> _Exercise objective_
Rewrite the listing below as a JSON list of strings, one string per line, starting with its first line and ending with the line that contains "column 180, row 184", both included. Omit blank lines and nothing else.
━━━
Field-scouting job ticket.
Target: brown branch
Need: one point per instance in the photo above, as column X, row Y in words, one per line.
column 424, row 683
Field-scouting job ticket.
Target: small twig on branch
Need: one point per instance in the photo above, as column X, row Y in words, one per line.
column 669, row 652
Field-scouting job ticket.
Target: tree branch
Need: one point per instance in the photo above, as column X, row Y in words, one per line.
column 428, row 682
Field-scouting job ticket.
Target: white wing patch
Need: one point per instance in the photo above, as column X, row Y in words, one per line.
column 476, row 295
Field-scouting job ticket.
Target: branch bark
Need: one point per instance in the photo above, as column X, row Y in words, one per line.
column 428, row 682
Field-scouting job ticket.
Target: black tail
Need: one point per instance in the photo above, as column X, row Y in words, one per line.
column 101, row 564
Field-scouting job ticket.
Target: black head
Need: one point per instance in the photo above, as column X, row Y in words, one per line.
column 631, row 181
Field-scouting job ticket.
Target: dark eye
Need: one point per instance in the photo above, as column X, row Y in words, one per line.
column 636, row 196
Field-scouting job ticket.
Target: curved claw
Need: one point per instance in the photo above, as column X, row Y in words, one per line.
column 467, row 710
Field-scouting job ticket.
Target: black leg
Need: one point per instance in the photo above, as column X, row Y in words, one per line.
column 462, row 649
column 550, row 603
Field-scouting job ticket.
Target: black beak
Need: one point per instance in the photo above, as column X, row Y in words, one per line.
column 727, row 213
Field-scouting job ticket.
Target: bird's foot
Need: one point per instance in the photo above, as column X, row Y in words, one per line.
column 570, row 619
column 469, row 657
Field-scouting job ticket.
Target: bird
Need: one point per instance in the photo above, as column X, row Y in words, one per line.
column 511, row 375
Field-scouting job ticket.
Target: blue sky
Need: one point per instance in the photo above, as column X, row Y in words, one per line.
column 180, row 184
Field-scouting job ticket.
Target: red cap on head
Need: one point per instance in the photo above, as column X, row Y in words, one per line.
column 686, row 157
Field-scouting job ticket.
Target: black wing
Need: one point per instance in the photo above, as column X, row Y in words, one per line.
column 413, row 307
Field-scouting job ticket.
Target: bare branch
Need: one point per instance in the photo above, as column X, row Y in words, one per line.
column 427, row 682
━━━
> _Result below_
[
  "Field-scouting job ticket.",
  "Target: brown branch",
  "Need: one point per instance in the photo above, as column X, row Y in words, one per line.",
  "column 424, row 683",
  "Field-scouting job ticket.",
  "Target: small twig on branch",
  "Need: one point per instance in the photo above, as column X, row Y in words, one per line.",
  "column 669, row 652",
  "Field-scouting job ticket.",
  "Target: tree branch",
  "Need: one point per instance in the photo above, as column X, row Y in words, one per line.",
  "column 428, row 682",
  "Field-scouting job ticket.",
  "Target: white wing patch",
  "Need: one point per instance in the photo above, as column X, row Y in words, one per line.",
  "column 476, row 295",
  "Field-scouting job ticket.",
  "Target: branch bark",
  "Need: one point per instance in the photo above, as column X, row Y in words, one per line.",
  "column 428, row 682",
  "Field-scouting job ticket.",
  "Target: black tail",
  "Need: one point per instance in the photo above, as column X, row Y in words, one per line.",
  "column 101, row 564",
  "Field-scouting job ticket.",
  "Target: black head",
  "Need: one point per instance in the photo above, as column X, row Y in words, one per line.",
  "column 631, row 181",
  "Field-scouting job ticket.",
  "Target: dark eye",
  "Need: one point per instance in the photo above, as column X, row Y in words, one per line.",
  "column 636, row 196",
  "Field-scouting job ticket.",
  "Target: curved claw",
  "Need: one point per instance in the photo above, as column X, row Y in words, one per line.",
  "column 467, row 710",
  "Field-scouting job ticket.",
  "Target: black leg",
  "Need: one point per instance in the photo above, as column X, row Y in words, one per line.",
  "column 462, row 649",
  "column 550, row 603",
  "Field-scouting job ticket.",
  "Target: black beak",
  "Need: one point per instance in the photo above, as column X, row Y in words, one per line.",
  "column 727, row 213",
  "Field-scouting job ticket.",
  "Target: bird's foot",
  "Need: one point per instance in the photo above, as column X, row Y in words, one per line.",
  "column 570, row 619",
  "column 469, row 657",
  "Field-scouting job ticket.",
  "Target: bird",
  "Need: one point per instance in the photo above, as column X, row Y in words, one per line.",
  "column 511, row 375",
  "Field-scouting job ticket.",
  "Target: blue sky",
  "Need: one point per instance in the photo above, as column X, row Y in words, one per line.",
  "column 180, row 184"
]